— start Stored rows —

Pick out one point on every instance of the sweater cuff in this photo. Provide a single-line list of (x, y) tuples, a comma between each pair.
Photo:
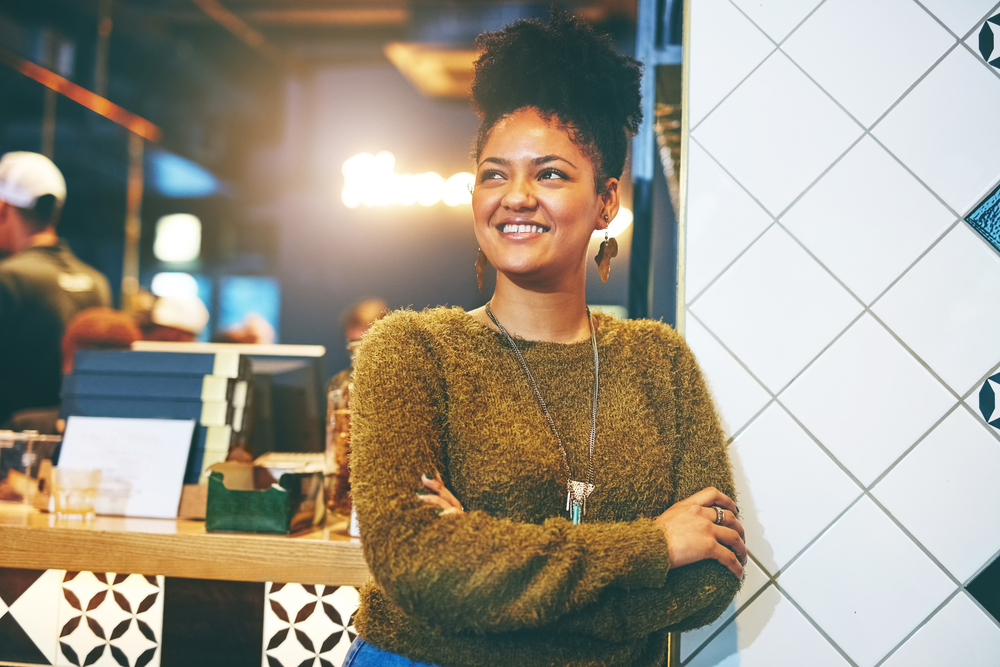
[(650, 560)]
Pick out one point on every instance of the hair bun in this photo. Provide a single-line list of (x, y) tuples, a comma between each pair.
[(563, 66)]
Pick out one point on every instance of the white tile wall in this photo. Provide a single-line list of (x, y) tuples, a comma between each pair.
[(867, 220), (868, 76), (944, 129), (959, 634), (947, 490), (831, 279), (759, 133)]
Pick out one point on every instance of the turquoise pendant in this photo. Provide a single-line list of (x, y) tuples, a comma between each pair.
[(576, 500)]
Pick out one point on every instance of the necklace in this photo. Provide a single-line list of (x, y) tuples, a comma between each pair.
[(576, 492)]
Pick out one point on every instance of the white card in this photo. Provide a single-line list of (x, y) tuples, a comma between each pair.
[(142, 462)]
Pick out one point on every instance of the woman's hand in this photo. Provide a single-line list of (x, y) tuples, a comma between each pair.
[(693, 532), (441, 498)]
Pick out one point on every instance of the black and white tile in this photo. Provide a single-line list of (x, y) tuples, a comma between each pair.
[(308, 625), (110, 619), (28, 606)]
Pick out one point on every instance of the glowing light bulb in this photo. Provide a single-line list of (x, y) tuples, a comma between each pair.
[(178, 238)]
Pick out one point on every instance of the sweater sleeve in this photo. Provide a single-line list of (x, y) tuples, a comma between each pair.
[(469, 572), (696, 594)]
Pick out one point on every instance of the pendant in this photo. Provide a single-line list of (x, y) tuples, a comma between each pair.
[(576, 499)]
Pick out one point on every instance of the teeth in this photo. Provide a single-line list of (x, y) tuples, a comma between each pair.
[(510, 228)]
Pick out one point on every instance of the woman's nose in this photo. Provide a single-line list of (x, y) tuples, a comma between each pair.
[(519, 195)]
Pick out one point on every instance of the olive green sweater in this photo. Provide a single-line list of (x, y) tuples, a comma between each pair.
[(512, 581)]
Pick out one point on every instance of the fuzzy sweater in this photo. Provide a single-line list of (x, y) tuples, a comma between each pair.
[(512, 581)]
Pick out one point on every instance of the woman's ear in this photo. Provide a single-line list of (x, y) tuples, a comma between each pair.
[(610, 202)]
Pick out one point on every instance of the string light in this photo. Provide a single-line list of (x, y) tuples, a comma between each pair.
[(371, 180)]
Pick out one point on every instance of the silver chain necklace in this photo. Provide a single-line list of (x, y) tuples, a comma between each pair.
[(576, 492)]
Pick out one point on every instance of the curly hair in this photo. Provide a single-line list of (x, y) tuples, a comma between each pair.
[(567, 70)]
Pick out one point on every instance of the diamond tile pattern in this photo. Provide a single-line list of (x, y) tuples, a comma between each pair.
[(770, 633), (777, 17), (777, 133), (776, 281), (768, 460), (959, 634), (719, 65), (959, 15), (738, 397), (867, 220), (307, 625), (869, 76), (755, 580), (729, 220), (939, 308), (879, 215), (958, 98), (857, 583), (867, 425), (960, 462)]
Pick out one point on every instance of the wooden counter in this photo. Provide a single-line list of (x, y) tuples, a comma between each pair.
[(175, 548)]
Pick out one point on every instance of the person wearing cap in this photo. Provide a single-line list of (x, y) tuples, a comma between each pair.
[(176, 319), (42, 283)]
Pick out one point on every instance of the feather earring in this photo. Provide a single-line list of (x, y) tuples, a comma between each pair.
[(607, 251), (480, 267)]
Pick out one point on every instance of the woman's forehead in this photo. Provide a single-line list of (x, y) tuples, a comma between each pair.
[(526, 134)]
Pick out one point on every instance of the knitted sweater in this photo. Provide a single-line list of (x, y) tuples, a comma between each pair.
[(512, 581)]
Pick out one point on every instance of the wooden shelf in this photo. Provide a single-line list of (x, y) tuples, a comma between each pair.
[(176, 548)]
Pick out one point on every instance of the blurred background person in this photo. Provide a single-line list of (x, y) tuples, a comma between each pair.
[(42, 283), (98, 328), (176, 319)]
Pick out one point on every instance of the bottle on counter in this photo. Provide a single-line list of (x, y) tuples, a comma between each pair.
[(338, 438)]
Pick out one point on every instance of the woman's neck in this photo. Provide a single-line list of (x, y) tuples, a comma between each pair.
[(557, 315)]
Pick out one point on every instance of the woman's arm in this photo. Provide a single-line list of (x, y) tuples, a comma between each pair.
[(471, 571), (697, 593)]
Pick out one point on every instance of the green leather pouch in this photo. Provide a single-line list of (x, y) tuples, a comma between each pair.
[(295, 503)]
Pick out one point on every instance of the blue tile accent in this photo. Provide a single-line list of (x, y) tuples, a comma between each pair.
[(985, 218)]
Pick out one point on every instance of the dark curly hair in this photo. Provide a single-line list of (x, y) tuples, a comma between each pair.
[(567, 70)]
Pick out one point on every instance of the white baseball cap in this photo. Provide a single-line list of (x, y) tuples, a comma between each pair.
[(24, 177), (186, 312)]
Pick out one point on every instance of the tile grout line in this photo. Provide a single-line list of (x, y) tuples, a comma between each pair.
[(982, 568), (918, 543), (916, 261), (920, 626), (870, 496), (777, 47), (913, 85), (732, 618), (791, 561), (815, 625), (734, 89), (983, 609), (915, 444), (916, 356)]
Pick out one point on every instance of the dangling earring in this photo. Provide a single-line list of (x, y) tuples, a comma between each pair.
[(480, 267), (608, 250)]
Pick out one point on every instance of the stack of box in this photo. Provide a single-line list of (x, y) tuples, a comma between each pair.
[(212, 389)]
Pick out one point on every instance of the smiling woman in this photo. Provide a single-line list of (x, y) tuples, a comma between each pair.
[(537, 485)]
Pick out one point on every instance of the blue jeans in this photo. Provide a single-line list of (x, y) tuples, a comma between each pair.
[(363, 654)]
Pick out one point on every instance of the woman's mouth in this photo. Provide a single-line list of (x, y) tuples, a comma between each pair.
[(521, 228)]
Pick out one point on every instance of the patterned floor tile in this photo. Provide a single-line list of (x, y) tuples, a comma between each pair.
[(110, 619), (28, 626), (307, 625)]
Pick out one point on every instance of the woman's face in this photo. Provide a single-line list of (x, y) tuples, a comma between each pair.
[(535, 204)]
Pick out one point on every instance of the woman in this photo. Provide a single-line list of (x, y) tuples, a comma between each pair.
[(507, 521)]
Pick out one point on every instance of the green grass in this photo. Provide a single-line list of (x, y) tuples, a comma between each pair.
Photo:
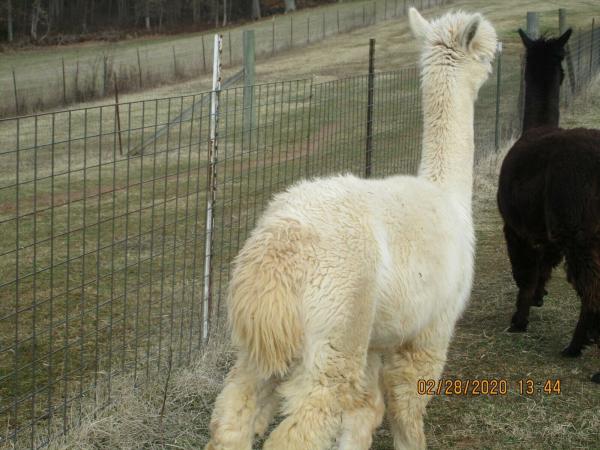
[(99, 331)]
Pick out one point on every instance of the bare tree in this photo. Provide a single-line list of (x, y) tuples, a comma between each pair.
[(255, 9), (290, 5)]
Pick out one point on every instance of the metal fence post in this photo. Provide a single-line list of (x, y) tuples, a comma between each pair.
[(562, 26), (533, 24), (203, 55), (139, 66), (64, 83), (562, 20), (592, 46), (212, 185), (174, 63), (370, 97), (249, 80), (498, 86), (15, 91), (579, 77)]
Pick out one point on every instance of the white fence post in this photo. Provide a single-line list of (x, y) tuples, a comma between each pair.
[(212, 183)]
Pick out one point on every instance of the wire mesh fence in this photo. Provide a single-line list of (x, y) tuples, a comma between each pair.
[(41, 82), (103, 217)]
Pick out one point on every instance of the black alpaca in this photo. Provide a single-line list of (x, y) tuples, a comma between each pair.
[(549, 197)]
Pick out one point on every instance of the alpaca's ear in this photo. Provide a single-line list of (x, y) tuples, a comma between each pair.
[(470, 31), (527, 41), (419, 26), (564, 38)]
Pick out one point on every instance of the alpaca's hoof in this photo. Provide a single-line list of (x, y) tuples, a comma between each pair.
[(571, 352), (539, 298)]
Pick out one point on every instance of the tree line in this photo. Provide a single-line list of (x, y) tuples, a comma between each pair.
[(45, 20)]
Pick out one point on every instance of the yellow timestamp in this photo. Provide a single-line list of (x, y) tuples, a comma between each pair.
[(487, 387), (528, 386)]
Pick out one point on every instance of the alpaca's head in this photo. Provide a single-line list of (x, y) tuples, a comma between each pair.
[(544, 58), (459, 45)]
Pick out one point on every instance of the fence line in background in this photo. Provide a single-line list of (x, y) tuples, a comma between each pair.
[(47, 85), (102, 261)]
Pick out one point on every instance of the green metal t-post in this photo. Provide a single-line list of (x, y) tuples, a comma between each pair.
[(249, 81)]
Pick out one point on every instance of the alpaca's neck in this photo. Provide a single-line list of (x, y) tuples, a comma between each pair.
[(448, 144), (542, 107)]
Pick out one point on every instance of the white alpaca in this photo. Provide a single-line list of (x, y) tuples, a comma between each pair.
[(345, 279)]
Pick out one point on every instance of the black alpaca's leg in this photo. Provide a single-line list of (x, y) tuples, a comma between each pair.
[(583, 272), (580, 336), (525, 262), (550, 258)]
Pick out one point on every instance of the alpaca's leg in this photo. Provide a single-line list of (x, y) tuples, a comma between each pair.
[(583, 272), (422, 359), (238, 407), (550, 258), (358, 426), (330, 380), (270, 402), (580, 336), (525, 262)]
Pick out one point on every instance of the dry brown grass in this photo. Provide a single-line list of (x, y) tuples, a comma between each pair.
[(481, 349)]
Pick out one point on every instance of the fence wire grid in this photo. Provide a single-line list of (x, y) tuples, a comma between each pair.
[(40, 83), (103, 216)]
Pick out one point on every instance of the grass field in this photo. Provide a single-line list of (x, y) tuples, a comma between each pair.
[(149, 211), (333, 58), (49, 77), (481, 349)]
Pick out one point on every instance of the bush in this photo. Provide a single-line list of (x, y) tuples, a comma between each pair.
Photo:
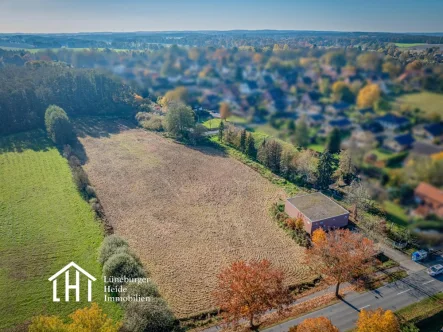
[(90, 191), (123, 264), (58, 126), (146, 290), (110, 246), (197, 135), (80, 178), (152, 316), (179, 120), (151, 121)]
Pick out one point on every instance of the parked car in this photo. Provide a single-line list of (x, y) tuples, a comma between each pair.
[(435, 270), (419, 255)]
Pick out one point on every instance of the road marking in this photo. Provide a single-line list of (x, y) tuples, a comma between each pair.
[(428, 282), (404, 291)]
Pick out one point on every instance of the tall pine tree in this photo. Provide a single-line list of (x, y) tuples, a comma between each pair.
[(243, 141), (334, 141), (250, 147), (325, 170), (221, 129)]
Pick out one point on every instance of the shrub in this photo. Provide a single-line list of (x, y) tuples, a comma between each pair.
[(80, 178), (123, 264), (146, 290), (152, 316), (179, 120), (90, 191), (110, 246), (58, 126), (153, 122), (197, 134)]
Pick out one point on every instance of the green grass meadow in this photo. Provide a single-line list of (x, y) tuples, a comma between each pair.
[(45, 224)]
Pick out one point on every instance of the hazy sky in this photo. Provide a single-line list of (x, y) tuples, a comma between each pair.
[(163, 15)]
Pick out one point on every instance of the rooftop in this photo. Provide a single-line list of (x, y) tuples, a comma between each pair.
[(317, 206), (435, 129)]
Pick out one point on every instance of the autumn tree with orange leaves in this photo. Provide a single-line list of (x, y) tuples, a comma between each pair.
[(247, 290), (341, 255), (225, 111), (319, 324), (377, 320)]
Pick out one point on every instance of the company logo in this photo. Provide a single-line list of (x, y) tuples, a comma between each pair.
[(68, 286)]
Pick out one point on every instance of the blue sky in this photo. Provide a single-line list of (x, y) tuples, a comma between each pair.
[(164, 15)]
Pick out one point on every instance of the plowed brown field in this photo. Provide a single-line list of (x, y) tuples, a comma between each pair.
[(187, 213)]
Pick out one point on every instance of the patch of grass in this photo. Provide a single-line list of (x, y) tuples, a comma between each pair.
[(45, 224), (290, 188), (425, 313), (429, 103), (406, 45), (212, 123), (382, 155), (396, 213), (317, 147)]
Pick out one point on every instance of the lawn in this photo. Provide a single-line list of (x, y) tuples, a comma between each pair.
[(396, 213), (407, 45), (426, 314), (429, 103), (215, 122), (317, 147), (45, 224), (188, 212)]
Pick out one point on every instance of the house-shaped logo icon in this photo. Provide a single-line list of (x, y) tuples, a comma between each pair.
[(75, 286)]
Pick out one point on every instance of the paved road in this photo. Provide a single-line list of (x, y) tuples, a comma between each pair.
[(394, 296)]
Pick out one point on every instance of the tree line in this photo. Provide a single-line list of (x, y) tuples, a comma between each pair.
[(26, 92)]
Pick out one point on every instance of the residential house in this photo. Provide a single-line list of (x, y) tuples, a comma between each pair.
[(310, 98), (317, 211), (399, 143), (431, 132), (430, 200), (337, 108), (392, 122), (315, 119)]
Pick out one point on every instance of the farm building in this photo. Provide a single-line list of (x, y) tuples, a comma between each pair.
[(430, 200), (317, 210)]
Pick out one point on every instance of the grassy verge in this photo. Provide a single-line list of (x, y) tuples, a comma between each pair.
[(290, 188), (47, 225), (396, 213)]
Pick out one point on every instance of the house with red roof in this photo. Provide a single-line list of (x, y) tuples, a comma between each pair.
[(430, 200)]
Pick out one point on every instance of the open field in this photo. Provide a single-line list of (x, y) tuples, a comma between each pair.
[(429, 103), (45, 224), (426, 314), (187, 212)]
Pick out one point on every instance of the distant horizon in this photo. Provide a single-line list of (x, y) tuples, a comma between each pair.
[(80, 16), (223, 30)]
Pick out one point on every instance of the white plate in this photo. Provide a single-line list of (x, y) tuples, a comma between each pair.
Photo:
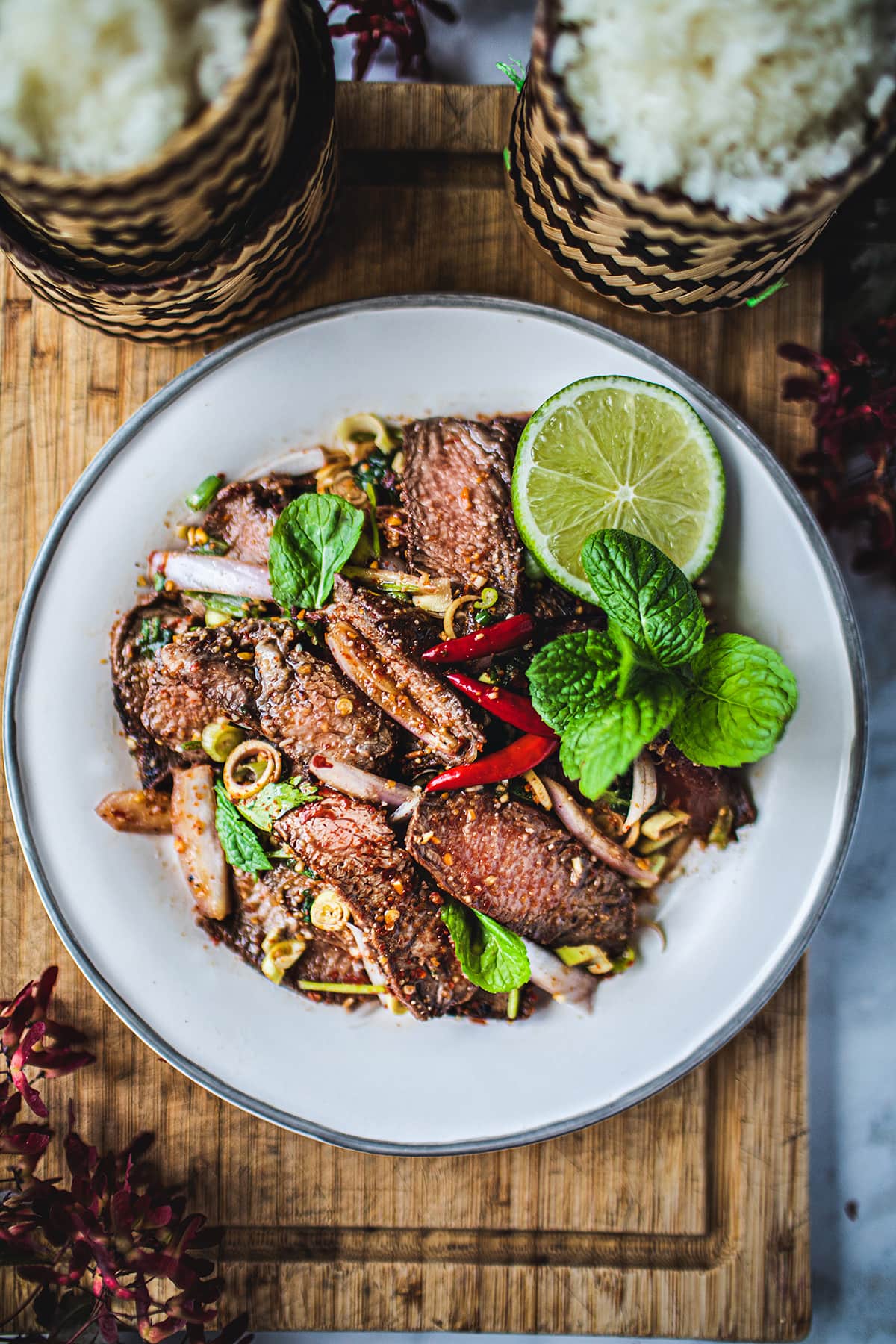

— end Stored rows —

Please reproduce, word for word, the part of the items above that opens with the line containing "Pick out one point on every instance of the parked" and closes with the line containing "[(428, 282), (404, 291)]", including both of those lines.

Pick out one point on every instance of the parked car in this photo. Provide a single-line list of (x, y) tuples, a comma between each pair.
[(435, 270), (419, 255)]
Pick out one point on every instance of the road marking in this photo. Provide a single-line list of (x, y) tuples, a comma between each pair.
[(428, 282), (404, 291)]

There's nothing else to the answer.